# So Cal (Lost Hills, CA) Results



## Guest (Mar 11, 2006)

DERBY

1) Jazztime Empty Wallet - Calvert
2) Midnight Sun Southpaw - Braverman
3) Citori's Vista 40th Pres - Moore
4) Hiwood Hi-Roller - McFall
RJ) Burns' Who's Your Daddy - Burns (Pleasant)

Sorry, don't have JAMs.


----------



## dogcommand (May 22, 2003)

Thanks Melanie! Keep it coming please.


----------



## Guest (Mar 11, 2006)

dogcommand said:


> Thanks Melanie! Keep it coming please.


Why aren't you down there running this trial?


----------



## Guest (Mar 11, 2006)

*lost hills*

Thanks Melanie,
whats the weather like there? We finally saw rain this morning
Cindy


----------



## dogcommand (May 22, 2003)

Melanie, I wanted to be there  but back in early Feb. Gyro got blisters on the big pad of both front feet and so he has been off for a month. I just started working him a little this week. Don't know how long it will take to get him back up to speed. Chip is down in Texas with Karl Gunzer. How do you say "no spring trials" :evil: :evil:


----------



## Annette (Mar 21, 2004)

*So.Cal trial*

Thanks Melanie for the result. Please keep us posted it you get a chance.


----------



## Howard N (Jan 3, 2003)

Weather yucky, rain, hail, and mud. What happened to the fabled So California weather??????


----------



## Guest (Mar 12, 2006)

*Lost hills*

Howard,
sorry for the horrible weather, thats the reason we didn't enter for once our weatherman was correct. We are in Yuma and its been raining all day. Hows the Qual doing? 
cindy


----------



## Annette (Mar 21, 2004)

*So.Cal trial*

Howard count your blessings. Here is North Scottsdale - Carefreee it is snowing!!!! Sorry you left training with Jack as I never got a chance to meet you.


----------



## Russ (Jan 3, 2003)

Howard,

You should have gone to train in the Garden of Eden, Shangra La, Xanadu or Utopia if you expected to train in perfect weather every single day :roll:


----------



## dogcommand (May 22, 2003)

Hey Howard...do you know of any place that has had "normal" weather this winter. Aside from that what do you expect from "southern" California :twisted: :lol: :lol:


----------



## Howard N (Jan 3, 2003)

> Garden of Eden, Shangra La, Xanadu or Utopia if you expected to train in perfect weather every single day


... And here I thought Southern California was all those places rolled into one, except with traffic......... NOT  

It has been wonderful at times, and the water has almost all been liquid


----------



## thunderdan (Oct 14, 2003)

Anyone have the qual results??


----------



## Russ (Jan 3, 2003)

Qual started the water blind this morning. It is not over yet.

Russ


----------



## dogcommand (May 22, 2003)

Hey Russ, how are the Am and Open doing?


----------



## Russ (Jan 3, 2003)

# [TASKS AND EXERCISES]
A. Rewrite the stretch of the forum thread from "1) Jazztime Empty" through "don't have JAMs.", changing "Braverman" to "Brennan".
B. Return each line of the entries that contains the string "green", treating uppercase and lowercase letters as different.
The forum thread above and the entries that come after it are unrelated material.

[Dataset excerpt]
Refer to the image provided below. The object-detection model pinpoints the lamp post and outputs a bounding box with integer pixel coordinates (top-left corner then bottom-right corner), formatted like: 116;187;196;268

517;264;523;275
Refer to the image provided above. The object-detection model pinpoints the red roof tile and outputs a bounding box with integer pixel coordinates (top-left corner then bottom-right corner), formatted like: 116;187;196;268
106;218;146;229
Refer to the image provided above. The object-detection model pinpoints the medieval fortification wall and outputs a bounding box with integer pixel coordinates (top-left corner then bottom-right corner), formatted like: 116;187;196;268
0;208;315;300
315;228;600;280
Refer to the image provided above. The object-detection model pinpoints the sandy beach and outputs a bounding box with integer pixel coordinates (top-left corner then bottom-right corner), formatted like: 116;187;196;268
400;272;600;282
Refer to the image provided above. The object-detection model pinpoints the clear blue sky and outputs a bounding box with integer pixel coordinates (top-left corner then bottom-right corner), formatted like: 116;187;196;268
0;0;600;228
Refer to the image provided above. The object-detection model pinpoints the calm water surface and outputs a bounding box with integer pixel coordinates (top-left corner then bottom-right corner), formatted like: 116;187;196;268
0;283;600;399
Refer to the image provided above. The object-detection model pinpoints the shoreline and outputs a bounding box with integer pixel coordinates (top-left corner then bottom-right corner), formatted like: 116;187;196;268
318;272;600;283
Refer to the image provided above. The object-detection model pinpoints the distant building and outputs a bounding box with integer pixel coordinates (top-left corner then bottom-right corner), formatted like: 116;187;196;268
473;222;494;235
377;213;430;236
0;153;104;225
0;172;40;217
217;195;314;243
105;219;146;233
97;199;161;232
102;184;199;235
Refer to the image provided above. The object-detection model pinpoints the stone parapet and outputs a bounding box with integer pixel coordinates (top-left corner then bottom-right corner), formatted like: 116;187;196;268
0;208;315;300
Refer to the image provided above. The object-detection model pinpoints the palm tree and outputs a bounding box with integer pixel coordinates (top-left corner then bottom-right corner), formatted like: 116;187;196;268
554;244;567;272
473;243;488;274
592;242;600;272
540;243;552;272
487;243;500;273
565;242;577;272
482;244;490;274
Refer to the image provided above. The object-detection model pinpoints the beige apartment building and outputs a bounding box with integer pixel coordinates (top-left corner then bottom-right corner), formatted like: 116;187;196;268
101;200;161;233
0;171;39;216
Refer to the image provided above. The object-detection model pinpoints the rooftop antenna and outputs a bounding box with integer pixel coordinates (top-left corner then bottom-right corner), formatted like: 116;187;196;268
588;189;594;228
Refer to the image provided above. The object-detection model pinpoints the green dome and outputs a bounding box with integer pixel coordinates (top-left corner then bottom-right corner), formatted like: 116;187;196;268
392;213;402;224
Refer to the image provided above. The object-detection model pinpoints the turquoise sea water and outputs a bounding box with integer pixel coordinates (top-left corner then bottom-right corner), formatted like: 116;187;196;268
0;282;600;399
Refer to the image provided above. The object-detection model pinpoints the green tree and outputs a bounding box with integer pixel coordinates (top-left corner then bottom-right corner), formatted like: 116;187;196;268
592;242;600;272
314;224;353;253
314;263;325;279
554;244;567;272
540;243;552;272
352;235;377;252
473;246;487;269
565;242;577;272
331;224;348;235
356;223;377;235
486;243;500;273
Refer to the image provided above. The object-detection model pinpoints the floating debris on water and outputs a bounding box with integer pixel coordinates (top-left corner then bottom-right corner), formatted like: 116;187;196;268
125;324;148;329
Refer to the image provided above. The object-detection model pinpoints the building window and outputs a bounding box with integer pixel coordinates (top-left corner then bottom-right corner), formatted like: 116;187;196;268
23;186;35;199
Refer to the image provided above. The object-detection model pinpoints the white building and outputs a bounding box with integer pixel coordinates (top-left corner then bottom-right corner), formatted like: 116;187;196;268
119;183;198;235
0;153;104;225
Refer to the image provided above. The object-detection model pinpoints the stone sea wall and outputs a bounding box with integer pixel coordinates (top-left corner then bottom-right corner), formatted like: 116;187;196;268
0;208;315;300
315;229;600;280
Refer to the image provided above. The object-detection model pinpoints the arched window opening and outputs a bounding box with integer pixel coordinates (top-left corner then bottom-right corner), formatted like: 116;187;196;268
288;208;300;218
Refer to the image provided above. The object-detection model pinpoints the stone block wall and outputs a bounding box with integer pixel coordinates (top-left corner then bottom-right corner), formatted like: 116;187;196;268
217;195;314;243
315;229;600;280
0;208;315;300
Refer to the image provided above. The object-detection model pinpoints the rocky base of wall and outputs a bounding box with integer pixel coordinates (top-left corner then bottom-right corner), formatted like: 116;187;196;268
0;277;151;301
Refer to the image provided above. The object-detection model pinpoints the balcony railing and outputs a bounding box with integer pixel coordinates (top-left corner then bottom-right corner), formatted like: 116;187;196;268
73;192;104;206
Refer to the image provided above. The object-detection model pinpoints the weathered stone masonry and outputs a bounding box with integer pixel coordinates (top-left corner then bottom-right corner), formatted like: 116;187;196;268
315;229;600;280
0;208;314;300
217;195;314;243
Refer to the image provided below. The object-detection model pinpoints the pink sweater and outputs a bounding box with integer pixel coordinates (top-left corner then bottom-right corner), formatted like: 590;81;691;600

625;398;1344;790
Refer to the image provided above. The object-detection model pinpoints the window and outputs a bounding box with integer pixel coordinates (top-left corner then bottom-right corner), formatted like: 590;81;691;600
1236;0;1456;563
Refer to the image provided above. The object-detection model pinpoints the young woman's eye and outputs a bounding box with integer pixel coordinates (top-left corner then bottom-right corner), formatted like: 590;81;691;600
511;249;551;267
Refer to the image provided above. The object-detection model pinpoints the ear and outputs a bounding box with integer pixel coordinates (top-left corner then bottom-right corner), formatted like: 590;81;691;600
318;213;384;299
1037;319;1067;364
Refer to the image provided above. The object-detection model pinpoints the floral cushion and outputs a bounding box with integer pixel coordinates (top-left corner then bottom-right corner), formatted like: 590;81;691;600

# [SOLUTIONS BY TASK]
A.
1) Jazztime Empty Wallet - Calvert
2) Midnight Sun Southpaw - Brennan
3) Citori's Vista 40th Pres - Moore
4) Hiwood Hi-Roller - McFall
RJ) Burns' Who's Your Daddy - Burns (Pleasant)

Sorry, don't have JAMs.

B.
Refer to the image provided above. The object-detection model pinpoints the green dome and outputs a bounding box with integer pixel coordinates (top-left corner then bottom-right corner), formatted like: 116;187;196;268
Refer to the image provided above. The object-detection model pinpoints the green tree and outputs a bounding box with integer pixel coordinates (top-left corner then bottom-right corner), formatted like: 116;187;196;268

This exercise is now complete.